▶ PROMPT: Both the line with "# test: identify the tulip bloom" and the line with "# test: identify the orange" in the records below must appear in the output, along with every line between them, exactly and with nothing added.

▶ INFORMATION PROVIDED:
····················

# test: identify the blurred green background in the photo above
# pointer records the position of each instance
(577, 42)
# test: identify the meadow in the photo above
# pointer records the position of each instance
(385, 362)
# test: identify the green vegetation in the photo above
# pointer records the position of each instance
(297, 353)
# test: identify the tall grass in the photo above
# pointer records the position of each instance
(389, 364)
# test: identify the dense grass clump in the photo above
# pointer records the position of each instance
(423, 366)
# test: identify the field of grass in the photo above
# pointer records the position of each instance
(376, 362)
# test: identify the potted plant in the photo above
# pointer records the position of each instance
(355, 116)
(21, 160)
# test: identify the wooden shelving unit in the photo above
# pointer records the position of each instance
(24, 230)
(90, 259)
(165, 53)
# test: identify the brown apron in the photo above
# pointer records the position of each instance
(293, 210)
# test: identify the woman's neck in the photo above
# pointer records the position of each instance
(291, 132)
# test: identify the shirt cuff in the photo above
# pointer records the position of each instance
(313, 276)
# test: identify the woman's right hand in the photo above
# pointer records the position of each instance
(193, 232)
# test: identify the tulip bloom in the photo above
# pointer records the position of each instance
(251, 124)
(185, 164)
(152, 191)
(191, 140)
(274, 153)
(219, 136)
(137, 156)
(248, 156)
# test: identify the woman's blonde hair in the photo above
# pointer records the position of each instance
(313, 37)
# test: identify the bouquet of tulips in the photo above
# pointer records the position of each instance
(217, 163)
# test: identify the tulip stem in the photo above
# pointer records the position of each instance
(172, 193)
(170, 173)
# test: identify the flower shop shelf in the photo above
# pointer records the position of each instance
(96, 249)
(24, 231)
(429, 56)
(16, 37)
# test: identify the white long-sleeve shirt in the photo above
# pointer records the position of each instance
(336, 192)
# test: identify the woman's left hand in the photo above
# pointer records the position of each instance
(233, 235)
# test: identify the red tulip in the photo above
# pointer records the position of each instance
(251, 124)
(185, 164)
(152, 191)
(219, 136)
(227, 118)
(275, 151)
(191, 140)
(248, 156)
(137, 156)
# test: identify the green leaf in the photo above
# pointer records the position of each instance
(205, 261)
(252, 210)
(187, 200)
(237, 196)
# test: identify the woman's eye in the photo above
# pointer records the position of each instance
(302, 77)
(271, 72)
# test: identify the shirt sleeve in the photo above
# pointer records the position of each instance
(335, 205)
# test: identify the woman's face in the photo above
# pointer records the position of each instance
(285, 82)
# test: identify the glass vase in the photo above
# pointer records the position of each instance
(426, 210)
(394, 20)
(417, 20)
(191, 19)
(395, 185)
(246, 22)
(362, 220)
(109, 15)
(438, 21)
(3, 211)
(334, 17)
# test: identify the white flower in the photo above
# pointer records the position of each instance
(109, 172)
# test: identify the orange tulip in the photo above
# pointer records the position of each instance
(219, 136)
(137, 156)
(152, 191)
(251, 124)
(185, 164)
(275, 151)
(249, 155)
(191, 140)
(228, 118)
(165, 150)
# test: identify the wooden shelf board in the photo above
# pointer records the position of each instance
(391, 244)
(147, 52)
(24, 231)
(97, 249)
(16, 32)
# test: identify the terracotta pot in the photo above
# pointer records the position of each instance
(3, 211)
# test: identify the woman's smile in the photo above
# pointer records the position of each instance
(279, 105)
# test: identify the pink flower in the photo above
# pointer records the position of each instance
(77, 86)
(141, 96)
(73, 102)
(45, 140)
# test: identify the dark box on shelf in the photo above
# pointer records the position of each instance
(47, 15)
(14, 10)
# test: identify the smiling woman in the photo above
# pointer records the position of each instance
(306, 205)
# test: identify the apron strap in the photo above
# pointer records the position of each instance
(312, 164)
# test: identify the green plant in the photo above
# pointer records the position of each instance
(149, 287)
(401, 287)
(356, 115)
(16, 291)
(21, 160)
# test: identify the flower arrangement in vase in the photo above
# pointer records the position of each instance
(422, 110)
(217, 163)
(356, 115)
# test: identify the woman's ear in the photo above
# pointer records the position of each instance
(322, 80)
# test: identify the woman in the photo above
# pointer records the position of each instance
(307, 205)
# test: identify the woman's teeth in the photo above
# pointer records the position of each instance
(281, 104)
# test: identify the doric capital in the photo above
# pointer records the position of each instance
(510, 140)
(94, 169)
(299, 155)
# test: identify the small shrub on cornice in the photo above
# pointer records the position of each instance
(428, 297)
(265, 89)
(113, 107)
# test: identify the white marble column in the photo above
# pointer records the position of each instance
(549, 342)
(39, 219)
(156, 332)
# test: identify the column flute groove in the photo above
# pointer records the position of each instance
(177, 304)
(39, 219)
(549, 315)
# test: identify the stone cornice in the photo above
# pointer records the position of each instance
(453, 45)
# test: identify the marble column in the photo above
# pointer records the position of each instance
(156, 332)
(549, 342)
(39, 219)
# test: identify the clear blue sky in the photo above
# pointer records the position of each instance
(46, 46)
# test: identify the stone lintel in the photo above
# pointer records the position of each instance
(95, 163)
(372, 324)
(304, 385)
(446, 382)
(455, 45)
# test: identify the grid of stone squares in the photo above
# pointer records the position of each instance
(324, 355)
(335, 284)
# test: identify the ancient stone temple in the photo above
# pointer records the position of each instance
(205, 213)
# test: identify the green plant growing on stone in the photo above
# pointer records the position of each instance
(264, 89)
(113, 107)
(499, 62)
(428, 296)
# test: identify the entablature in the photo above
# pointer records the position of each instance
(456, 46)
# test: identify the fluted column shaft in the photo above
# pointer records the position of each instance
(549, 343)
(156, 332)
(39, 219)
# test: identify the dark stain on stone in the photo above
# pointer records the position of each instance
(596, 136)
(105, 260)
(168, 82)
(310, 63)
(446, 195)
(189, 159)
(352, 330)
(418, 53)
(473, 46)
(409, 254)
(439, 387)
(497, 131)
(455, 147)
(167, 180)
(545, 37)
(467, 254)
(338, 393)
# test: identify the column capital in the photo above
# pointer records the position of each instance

····················

▶ TASK SOLUTION:
# test: identify the tulip bloom in the photo above
# pointer records the position of each instance
(251, 124)
(185, 164)
(152, 191)
(191, 140)
(274, 153)
(219, 136)
(137, 156)
(248, 156)
# test: identify the woman's blonde hair in the photo above
# pointer records the position of each instance
(313, 37)
# test: identify the bouquet of tulips in the photo above
# pointer records the position of each instance
(217, 163)
# test: identify the tulip stem in the photo above
# pointer records the position of each instance
(172, 193)
(170, 173)
# test: identify the flower shop shelf in the photo above
# pointer records the position of each instance
(96, 249)
(24, 231)
(429, 56)
(16, 37)
# test: identify the white long-sleeve shirt in the photo above
# pointer records the position of each instance
(336, 192)
# test: identify the woman's left hand in the photo above
# pointer records the position of each instance
(233, 235)
# test: identify the red tulip in the photo above
# pointer records the position of each instance
(251, 124)
(185, 164)
(152, 191)
(219, 136)
(227, 118)
(275, 151)
(191, 140)
(248, 156)
(137, 156)
# test: identify the green leaf in the photo above
# pointer records the position of each instance
(205, 261)
(252, 210)
(187, 200)
(237, 196)
# test: identify the woman's eye in the photo above
# pointer records the position of each instance
(302, 77)
(271, 72)
# test: identify the shirt sleeve in the photo above
# pointer records the position of each instance
(335, 205)
# test: identify the woman's face in the photo above
# pointer records the position of each instance
(285, 82)
# test: identify the glass vase in the photo above
# pointer records the position of each instance
(426, 210)
(394, 20)
(417, 20)
(191, 19)
(395, 185)
(246, 22)
(362, 220)
(109, 15)
(438, 21)
(3, 211)
(334, 17)
# test: identify the white flower in the photo above
# pointer records the position of each instance
(109, 172)
# test: identify the orange tulip in the photo above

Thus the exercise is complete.